__Brief__. Please extract the entries below that run from the line containing "Q: Locate the girl's" through the end of the entries, both ends included, and reproduce those lines verbatim.

__Record extracts__.

----

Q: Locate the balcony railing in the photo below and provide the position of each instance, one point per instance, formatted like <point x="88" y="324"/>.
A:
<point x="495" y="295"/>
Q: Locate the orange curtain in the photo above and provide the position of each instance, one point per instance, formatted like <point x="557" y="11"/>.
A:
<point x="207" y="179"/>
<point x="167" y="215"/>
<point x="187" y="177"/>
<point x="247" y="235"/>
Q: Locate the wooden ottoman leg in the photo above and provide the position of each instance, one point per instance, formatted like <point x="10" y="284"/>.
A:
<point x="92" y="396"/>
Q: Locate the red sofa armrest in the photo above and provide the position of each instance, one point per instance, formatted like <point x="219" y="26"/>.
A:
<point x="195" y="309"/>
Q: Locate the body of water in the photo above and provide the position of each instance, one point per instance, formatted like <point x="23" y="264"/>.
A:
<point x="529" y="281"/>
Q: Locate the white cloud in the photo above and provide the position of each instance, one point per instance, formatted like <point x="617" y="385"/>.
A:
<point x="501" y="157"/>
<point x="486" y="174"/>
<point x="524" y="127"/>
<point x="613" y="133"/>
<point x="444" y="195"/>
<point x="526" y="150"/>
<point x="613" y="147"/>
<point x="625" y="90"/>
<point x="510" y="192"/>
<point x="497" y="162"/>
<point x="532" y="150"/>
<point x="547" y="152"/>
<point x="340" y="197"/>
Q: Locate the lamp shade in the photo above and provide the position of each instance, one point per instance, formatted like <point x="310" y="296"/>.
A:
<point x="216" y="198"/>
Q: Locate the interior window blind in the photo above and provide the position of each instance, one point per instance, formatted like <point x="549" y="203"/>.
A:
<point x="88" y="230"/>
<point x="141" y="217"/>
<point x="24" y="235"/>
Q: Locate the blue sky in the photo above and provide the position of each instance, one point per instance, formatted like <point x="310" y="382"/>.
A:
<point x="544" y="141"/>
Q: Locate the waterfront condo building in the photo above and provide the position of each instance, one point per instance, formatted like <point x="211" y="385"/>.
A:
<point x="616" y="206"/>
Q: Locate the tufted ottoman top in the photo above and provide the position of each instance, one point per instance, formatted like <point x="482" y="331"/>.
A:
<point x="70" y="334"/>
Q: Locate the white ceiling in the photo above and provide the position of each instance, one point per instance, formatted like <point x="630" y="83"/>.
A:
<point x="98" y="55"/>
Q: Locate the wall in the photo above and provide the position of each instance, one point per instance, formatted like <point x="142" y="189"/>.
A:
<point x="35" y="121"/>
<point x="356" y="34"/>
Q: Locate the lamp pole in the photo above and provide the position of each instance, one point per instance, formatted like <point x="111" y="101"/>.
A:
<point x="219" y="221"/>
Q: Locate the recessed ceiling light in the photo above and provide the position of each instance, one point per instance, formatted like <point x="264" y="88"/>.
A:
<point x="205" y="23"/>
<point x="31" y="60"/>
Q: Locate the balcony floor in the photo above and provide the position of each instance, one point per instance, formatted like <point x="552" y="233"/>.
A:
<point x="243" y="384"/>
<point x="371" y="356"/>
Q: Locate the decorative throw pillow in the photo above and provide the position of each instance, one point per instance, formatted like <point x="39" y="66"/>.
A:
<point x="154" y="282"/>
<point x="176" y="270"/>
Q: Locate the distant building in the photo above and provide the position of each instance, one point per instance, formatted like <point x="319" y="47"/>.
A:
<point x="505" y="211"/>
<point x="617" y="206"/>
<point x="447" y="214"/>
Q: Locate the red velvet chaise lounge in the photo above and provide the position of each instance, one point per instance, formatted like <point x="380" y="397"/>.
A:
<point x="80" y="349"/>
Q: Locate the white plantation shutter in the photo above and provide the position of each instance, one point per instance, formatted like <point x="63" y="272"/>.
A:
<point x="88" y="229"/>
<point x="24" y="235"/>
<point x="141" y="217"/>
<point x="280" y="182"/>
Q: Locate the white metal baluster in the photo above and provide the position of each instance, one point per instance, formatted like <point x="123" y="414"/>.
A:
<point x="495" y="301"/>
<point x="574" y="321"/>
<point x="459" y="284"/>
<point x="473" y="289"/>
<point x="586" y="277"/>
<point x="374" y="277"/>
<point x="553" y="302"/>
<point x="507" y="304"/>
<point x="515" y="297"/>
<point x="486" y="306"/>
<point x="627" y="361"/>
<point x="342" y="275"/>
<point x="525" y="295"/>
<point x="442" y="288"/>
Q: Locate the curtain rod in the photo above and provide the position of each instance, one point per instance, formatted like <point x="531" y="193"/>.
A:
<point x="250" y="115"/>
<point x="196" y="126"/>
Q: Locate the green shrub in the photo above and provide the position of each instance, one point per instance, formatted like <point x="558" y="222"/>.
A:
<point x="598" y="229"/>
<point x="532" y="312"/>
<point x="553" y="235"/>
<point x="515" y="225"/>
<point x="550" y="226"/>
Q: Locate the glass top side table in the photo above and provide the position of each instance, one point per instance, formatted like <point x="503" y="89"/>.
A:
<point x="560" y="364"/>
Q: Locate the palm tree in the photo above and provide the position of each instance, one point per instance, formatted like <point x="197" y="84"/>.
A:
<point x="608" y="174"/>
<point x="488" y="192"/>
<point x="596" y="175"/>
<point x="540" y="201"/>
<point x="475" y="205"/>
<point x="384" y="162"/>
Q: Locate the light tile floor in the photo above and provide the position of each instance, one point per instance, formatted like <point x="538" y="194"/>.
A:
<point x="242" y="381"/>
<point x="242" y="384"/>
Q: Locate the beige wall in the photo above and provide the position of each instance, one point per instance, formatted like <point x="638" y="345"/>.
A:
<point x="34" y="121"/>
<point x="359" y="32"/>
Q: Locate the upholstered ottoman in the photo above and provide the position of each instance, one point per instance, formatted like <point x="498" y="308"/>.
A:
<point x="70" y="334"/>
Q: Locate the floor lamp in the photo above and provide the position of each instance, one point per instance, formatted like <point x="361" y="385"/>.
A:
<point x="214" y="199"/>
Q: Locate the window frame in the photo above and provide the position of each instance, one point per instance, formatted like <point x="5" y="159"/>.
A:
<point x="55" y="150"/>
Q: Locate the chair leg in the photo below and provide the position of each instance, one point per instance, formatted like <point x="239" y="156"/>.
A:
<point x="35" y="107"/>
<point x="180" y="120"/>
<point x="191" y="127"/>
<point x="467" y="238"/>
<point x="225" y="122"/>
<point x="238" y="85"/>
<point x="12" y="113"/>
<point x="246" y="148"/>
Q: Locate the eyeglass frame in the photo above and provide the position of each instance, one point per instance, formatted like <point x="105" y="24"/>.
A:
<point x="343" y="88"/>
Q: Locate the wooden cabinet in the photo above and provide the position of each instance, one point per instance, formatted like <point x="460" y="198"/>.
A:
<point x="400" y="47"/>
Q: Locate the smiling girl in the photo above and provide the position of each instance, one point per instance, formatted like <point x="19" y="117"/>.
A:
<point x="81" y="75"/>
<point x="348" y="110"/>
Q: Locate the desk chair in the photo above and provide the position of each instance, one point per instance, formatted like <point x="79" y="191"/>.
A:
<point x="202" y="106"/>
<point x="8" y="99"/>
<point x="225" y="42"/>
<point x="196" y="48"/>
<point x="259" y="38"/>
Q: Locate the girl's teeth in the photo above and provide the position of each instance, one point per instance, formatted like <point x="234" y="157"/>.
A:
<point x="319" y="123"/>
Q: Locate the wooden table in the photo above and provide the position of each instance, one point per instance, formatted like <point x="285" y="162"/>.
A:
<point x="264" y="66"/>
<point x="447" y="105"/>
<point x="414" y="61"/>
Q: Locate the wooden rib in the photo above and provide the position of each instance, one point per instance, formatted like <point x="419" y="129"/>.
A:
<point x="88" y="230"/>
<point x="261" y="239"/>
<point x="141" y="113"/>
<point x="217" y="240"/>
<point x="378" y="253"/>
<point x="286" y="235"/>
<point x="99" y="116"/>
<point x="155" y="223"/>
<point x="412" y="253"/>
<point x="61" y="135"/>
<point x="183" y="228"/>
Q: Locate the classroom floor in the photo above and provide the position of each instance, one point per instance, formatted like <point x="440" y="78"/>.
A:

----

__Solution to this exercise__.
Q: Locate the girl's teeth in the photo above and provide the position of each instance, one point per instance, formatted like <point x="234" y="157"/>.
A:
<point x="319" y="123"/>
Q: Locate the wooden table in the photo above and provide the position of each instance, one point per instance, formatted like <point x="285" y="162"/>.
A:
<point x="264" y="66"/>
<point x="447" y="105"/>
<point x="414" y="61"/>
Q: Locate the wooden rib in the photo above and provide the position of each instance, one point per instance, formatted like <point x="419" y="129"/>.
A:
<point x="88" y="230"/>
<point x="261" y="239"/>
<point x="141" y="113"/>
<point x="217" y="240"/>
<point x="378" y="253"/>
<point x="286" y="235"/>
<point x="99" y="116"/>
<point x="155" y="223"/>
<point x="412" y="253"/>
<point x="61" y="135"/>
<point x="183" y="228"/>
Q: Locate the classroom floor in the photo above and provide the position of each instance, one point per instance, formatted like <point x="440" y="78"/>.
A:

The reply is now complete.